-- Start STORED DATA --
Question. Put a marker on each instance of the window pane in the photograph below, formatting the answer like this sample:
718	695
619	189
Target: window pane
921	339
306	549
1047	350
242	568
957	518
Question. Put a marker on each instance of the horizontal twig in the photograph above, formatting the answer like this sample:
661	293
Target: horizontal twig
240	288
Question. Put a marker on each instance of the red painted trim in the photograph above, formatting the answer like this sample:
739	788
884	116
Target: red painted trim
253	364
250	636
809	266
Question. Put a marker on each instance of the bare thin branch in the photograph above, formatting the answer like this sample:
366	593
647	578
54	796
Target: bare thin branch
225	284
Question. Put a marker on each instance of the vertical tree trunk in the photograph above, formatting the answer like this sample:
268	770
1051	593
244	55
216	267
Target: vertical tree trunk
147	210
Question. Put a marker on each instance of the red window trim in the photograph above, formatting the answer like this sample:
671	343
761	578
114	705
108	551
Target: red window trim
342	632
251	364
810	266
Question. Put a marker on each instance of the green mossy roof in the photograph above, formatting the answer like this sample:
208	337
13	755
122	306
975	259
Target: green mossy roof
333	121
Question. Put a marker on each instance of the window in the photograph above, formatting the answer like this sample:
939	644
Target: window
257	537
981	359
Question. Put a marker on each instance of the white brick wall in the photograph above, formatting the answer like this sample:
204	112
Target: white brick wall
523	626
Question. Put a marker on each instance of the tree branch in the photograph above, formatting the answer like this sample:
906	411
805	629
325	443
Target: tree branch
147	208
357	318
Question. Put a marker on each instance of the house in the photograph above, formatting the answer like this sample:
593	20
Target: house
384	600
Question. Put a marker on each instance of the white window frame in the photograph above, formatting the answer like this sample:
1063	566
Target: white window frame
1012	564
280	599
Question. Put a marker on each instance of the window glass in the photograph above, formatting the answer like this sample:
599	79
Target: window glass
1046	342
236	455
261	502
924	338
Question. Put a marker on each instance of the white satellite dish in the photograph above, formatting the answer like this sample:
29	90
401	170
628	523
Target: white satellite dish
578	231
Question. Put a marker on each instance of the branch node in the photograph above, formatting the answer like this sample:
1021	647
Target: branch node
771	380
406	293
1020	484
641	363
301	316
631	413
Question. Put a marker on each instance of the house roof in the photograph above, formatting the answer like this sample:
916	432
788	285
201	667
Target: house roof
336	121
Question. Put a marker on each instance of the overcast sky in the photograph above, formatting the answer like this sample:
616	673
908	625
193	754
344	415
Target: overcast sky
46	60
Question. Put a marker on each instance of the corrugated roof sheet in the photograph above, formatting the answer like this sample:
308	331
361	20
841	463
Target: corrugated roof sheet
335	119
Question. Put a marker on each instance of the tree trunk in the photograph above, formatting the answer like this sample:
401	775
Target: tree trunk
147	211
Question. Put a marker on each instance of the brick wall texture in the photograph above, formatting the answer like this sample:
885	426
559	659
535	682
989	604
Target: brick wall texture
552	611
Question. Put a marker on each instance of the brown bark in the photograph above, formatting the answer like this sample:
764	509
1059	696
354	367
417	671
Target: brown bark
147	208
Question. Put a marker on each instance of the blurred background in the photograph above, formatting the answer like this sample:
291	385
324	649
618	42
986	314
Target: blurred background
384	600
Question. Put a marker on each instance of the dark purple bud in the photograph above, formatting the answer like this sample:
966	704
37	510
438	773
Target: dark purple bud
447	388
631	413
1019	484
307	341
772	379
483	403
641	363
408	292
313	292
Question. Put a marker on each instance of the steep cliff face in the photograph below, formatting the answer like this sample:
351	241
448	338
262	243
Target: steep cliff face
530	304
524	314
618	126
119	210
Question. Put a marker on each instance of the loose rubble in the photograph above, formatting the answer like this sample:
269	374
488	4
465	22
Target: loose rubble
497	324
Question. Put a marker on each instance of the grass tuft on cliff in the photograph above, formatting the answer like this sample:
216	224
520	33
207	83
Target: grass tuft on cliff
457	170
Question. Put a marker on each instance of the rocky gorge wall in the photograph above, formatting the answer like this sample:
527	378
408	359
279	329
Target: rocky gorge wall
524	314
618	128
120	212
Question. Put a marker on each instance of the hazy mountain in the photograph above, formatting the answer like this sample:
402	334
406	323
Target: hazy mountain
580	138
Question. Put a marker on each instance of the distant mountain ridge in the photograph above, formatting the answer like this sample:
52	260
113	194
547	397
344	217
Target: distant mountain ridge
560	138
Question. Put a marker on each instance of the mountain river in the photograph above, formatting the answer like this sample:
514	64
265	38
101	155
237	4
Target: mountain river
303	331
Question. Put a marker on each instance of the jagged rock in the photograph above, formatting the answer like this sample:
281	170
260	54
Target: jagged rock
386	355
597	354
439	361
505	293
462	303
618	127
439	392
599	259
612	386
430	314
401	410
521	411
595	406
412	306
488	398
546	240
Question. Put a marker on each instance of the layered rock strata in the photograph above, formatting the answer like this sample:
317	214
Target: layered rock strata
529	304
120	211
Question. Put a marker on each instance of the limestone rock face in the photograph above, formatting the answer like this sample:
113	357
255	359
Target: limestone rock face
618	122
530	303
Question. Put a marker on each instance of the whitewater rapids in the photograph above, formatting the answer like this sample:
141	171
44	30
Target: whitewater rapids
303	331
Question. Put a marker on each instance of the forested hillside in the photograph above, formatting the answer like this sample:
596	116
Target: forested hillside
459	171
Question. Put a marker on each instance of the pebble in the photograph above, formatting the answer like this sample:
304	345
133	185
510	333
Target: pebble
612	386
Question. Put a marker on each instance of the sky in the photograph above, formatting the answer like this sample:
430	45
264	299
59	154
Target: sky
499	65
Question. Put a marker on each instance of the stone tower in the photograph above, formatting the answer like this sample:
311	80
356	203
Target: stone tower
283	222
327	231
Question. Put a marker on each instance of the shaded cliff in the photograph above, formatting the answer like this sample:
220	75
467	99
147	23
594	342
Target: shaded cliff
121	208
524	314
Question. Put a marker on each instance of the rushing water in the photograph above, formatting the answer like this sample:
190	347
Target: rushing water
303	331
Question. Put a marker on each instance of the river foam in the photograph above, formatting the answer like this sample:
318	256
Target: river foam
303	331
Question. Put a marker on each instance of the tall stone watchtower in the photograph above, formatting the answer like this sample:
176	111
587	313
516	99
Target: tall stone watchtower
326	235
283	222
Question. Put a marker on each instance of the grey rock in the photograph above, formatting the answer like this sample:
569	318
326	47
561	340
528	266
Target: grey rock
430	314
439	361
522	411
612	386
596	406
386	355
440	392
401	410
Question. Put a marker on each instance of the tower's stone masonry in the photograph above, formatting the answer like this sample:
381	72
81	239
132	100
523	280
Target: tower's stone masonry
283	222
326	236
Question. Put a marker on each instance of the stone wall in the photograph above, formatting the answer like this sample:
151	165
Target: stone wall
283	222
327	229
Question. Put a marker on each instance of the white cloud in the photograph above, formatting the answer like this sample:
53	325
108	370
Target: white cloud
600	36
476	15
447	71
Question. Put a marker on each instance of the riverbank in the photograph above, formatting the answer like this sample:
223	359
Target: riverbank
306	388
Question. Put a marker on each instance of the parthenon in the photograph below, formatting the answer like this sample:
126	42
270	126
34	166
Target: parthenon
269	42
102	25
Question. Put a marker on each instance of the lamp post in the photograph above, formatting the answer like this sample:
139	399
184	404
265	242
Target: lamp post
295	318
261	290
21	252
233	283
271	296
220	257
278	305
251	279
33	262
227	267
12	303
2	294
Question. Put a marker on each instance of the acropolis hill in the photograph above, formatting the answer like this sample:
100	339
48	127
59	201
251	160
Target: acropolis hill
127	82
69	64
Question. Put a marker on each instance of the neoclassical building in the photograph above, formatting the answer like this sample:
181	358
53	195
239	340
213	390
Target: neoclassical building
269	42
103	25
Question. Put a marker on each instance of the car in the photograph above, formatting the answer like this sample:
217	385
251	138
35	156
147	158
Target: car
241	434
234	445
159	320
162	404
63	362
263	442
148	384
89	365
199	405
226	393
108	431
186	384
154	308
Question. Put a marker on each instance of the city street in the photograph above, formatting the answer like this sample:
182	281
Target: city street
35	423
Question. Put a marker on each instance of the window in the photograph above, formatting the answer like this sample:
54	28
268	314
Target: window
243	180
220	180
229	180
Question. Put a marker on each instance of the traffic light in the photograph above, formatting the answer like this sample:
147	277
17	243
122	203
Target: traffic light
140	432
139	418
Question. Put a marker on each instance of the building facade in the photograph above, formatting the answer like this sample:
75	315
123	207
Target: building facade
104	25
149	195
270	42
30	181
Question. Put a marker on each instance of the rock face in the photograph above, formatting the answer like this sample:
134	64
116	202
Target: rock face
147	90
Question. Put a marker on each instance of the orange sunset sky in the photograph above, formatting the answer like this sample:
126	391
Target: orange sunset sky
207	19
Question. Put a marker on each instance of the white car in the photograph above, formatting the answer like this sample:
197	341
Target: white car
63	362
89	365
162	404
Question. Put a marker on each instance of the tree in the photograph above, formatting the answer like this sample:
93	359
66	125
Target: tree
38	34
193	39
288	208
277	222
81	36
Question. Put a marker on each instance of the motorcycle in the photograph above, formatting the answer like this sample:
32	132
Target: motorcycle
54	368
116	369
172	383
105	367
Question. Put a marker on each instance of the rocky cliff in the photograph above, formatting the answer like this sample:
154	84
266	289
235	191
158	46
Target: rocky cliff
-- End STORED DATA --
Copy the lines of the listing above exactly, starting with the line that contains "Question. Put a marker on each instance of the motorcycle" and continuing through the end of the listing.

REPLY
Question. Put a marker on each instance of the motorcycle in the photograph above, formatting the answer like this sample:
32	132
Target: motorcycle
54	368
116	369
172	383
105	367
Question. Put a marker on each instance of the rocky cliff in the photograph above, formatting the answer like this sample:
154	84
266	289
235	191
158	46
Target: rocky cliff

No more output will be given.